[EXERCISE INSTRUCTIONS]: Can you repeat, word for word, the lines of the items below between the one holding "like [(345, 329)]." and the one holding "[(286, 283), (296, 237), (34, 237)]", inclusive?

[DATA FOR PROCESSING]:
+--
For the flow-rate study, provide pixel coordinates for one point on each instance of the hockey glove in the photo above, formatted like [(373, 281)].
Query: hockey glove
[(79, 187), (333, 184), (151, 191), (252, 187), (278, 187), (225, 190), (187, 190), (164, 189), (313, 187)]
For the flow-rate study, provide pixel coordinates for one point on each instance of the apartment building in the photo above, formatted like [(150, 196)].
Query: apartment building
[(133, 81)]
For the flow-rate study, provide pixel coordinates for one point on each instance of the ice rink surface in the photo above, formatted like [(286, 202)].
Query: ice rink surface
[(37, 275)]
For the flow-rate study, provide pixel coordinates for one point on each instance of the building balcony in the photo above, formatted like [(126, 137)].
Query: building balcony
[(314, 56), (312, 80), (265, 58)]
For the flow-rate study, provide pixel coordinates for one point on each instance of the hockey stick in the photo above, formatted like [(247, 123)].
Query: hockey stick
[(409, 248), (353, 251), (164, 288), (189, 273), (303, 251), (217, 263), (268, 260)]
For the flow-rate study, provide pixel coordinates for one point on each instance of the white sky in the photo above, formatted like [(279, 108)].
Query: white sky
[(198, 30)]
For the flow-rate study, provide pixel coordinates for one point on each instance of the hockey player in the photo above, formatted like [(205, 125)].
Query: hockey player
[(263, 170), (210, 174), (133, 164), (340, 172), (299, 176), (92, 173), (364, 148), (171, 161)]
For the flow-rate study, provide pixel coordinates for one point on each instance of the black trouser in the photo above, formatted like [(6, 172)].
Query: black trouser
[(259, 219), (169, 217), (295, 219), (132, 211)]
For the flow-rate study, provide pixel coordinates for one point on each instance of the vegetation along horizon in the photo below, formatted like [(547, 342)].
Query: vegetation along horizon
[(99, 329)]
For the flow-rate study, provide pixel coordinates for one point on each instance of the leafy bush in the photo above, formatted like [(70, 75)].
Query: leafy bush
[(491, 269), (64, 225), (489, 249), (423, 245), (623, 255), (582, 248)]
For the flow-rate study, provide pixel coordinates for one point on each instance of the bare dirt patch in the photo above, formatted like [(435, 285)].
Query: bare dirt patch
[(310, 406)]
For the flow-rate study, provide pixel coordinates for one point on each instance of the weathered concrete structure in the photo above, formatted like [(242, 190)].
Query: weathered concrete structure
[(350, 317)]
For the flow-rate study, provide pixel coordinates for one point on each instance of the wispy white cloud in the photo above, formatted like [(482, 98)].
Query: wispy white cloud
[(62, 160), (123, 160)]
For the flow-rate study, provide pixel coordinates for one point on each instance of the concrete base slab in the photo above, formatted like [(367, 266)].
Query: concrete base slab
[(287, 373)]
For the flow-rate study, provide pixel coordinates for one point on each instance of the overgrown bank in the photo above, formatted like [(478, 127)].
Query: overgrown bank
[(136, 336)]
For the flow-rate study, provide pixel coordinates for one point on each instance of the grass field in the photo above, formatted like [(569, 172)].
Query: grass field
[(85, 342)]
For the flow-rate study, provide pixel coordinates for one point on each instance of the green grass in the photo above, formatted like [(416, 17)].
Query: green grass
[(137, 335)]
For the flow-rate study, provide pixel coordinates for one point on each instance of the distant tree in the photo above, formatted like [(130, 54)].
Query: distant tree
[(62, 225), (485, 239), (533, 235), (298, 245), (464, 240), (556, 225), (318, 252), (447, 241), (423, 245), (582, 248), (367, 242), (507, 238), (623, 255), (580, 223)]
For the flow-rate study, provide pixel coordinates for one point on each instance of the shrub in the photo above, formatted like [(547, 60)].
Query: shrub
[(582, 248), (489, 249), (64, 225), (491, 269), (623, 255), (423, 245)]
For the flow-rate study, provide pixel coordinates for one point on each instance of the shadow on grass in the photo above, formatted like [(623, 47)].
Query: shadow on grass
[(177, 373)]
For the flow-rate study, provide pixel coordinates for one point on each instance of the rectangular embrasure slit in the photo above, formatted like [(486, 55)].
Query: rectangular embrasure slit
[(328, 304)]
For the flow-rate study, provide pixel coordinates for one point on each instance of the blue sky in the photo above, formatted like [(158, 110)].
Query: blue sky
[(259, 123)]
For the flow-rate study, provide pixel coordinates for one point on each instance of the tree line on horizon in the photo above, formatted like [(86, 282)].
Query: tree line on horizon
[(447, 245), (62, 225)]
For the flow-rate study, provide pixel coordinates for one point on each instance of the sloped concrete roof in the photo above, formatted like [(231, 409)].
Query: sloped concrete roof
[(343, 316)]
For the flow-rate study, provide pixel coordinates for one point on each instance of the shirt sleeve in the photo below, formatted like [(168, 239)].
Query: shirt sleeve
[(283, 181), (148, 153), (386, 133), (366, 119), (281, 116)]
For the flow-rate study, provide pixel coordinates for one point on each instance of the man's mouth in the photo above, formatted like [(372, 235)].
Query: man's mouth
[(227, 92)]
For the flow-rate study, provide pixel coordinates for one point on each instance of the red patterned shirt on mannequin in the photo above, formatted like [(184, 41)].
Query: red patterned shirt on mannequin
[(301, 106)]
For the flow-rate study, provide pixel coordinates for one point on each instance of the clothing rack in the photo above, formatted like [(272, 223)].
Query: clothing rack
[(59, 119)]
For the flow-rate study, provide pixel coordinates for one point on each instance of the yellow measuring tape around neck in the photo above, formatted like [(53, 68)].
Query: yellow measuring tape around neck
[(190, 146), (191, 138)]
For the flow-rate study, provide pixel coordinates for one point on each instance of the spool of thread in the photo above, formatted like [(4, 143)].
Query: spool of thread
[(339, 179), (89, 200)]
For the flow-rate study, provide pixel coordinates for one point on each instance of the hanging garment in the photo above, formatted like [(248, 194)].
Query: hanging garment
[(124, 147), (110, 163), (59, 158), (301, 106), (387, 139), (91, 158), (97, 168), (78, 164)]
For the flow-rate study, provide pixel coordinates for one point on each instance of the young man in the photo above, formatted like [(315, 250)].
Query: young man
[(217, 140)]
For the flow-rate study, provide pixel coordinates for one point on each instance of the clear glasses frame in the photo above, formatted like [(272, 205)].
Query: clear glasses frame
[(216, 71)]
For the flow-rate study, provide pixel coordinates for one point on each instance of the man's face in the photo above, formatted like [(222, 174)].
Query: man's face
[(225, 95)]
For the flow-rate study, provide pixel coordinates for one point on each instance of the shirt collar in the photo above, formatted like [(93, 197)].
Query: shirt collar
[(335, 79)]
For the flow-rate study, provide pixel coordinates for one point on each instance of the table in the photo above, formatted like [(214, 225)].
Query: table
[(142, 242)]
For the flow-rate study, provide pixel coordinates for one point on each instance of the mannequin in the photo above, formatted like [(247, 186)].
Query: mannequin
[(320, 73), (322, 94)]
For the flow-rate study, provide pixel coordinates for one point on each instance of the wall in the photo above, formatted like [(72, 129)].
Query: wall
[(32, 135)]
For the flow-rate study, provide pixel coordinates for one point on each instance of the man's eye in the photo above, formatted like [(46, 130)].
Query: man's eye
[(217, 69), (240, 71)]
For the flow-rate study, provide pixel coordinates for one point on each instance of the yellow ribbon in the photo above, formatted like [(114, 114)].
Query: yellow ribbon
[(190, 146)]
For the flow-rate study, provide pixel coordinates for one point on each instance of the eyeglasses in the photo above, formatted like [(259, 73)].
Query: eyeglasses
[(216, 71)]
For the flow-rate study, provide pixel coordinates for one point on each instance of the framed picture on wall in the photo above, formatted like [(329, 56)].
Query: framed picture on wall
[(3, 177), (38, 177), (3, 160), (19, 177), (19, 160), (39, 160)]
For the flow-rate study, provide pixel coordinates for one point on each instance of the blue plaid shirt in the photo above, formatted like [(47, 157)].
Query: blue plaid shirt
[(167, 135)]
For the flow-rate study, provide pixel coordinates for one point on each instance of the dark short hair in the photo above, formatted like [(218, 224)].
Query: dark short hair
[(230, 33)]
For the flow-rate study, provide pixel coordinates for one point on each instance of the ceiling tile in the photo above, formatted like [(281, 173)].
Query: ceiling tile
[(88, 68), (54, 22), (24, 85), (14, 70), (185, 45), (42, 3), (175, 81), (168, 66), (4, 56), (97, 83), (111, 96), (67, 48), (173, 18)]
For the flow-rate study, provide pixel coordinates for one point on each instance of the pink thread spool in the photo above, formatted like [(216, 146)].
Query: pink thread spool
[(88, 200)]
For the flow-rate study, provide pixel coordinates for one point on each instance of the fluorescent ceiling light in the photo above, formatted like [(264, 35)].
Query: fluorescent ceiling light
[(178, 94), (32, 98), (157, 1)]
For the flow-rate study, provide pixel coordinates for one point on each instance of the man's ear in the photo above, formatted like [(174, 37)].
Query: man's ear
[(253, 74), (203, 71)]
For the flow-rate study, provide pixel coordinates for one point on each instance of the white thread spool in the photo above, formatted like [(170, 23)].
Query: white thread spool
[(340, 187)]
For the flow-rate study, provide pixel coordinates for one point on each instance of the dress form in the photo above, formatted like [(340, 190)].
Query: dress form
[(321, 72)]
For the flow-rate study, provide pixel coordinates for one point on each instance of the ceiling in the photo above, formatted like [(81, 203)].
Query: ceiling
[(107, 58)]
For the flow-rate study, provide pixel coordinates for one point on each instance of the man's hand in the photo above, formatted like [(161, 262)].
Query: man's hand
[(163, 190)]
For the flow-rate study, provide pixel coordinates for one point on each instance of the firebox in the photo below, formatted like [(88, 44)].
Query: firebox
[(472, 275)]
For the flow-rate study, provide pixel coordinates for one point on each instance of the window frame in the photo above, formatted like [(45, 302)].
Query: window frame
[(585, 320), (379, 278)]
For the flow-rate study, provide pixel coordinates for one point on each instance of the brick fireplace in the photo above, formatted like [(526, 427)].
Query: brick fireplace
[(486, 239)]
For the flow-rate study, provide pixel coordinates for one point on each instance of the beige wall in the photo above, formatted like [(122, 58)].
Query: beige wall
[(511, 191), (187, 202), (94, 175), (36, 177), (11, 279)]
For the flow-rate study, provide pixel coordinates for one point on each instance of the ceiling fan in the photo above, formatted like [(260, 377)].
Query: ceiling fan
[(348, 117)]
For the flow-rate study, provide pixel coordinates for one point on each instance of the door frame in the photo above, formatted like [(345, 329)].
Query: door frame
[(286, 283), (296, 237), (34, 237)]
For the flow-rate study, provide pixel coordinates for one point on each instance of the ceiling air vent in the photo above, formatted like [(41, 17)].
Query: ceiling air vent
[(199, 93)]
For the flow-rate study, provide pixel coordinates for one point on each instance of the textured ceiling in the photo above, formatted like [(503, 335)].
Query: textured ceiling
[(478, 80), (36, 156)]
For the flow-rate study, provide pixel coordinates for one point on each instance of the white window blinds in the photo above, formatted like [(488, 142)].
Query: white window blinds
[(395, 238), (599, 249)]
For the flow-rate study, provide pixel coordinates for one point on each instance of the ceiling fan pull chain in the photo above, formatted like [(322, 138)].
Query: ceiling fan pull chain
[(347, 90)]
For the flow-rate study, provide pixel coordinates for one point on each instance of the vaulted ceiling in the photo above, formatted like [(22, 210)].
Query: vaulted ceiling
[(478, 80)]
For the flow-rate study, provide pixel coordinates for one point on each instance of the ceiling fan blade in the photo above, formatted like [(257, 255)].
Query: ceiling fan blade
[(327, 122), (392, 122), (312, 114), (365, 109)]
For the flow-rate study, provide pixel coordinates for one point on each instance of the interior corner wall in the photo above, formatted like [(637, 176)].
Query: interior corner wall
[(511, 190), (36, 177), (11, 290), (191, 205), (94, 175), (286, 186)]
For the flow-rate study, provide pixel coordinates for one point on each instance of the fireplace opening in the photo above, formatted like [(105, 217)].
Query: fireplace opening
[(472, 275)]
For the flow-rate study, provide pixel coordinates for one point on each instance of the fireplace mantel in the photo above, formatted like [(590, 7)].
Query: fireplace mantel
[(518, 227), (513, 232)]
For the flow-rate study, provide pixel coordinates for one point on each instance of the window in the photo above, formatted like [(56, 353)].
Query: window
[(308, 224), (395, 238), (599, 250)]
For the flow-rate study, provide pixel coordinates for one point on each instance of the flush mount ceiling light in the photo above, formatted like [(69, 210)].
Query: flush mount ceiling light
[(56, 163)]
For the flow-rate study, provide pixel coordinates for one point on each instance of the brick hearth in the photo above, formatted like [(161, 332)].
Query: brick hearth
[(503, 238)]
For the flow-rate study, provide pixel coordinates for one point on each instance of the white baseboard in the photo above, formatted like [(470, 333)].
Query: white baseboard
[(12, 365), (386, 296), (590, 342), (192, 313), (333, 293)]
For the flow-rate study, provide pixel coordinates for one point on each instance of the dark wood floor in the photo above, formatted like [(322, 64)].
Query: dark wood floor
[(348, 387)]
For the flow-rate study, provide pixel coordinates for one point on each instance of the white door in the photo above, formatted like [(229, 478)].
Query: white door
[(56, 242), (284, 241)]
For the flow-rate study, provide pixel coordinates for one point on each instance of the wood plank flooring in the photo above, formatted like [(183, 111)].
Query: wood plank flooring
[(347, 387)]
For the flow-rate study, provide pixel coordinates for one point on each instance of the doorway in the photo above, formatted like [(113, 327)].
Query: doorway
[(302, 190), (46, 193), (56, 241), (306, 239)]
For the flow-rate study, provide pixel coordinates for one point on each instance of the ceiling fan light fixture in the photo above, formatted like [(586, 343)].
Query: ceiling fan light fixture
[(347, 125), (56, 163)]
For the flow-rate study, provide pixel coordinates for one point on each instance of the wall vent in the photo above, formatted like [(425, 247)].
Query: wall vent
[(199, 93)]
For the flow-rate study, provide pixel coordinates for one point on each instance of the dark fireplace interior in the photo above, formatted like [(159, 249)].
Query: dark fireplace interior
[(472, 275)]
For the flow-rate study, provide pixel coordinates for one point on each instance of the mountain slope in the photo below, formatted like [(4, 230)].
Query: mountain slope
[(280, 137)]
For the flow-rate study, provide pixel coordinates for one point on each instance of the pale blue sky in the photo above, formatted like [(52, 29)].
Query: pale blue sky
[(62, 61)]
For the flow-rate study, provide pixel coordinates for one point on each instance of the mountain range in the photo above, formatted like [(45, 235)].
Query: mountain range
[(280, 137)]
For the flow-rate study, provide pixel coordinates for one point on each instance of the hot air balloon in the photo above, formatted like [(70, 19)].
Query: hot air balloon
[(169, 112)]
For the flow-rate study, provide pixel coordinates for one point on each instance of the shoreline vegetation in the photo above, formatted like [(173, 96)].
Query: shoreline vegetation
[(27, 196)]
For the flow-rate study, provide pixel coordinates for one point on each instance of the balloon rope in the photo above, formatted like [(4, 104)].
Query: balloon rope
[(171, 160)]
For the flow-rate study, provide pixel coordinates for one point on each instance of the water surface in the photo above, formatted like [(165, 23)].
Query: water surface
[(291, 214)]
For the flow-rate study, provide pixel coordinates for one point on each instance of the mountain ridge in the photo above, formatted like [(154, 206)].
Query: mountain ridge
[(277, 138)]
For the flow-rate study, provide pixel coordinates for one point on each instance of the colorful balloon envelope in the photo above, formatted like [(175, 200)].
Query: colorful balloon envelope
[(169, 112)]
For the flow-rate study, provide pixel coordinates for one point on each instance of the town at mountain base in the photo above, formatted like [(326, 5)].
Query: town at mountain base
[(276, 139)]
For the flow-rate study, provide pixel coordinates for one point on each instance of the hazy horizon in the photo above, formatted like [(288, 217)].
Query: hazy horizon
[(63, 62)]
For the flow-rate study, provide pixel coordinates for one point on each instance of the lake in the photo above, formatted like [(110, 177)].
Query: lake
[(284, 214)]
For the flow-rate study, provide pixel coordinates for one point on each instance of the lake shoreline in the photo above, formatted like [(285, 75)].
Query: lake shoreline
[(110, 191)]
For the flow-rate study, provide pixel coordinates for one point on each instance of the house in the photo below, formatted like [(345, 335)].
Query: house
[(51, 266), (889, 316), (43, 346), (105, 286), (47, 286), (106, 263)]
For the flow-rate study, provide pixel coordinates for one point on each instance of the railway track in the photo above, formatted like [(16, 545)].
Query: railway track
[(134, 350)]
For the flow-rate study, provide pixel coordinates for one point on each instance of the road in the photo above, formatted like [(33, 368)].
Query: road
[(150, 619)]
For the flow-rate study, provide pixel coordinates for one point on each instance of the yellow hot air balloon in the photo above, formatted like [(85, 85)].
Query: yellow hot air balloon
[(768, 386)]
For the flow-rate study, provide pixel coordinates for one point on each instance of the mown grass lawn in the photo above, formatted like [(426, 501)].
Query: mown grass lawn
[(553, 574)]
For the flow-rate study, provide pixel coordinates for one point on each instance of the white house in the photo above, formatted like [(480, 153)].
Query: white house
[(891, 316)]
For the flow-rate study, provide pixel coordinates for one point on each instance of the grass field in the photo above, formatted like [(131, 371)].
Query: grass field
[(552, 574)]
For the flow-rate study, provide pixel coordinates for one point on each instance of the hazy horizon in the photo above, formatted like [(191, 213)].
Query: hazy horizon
+--
[ANSWER TO THIS PROBLEM]:
For the flow-rate study, provide pixel coordinates for one point on each instance of the door frame in the photo above, formatted like [(345, 329)].
Query: door frame
[(286, 283), (296, 237), (34, 237)]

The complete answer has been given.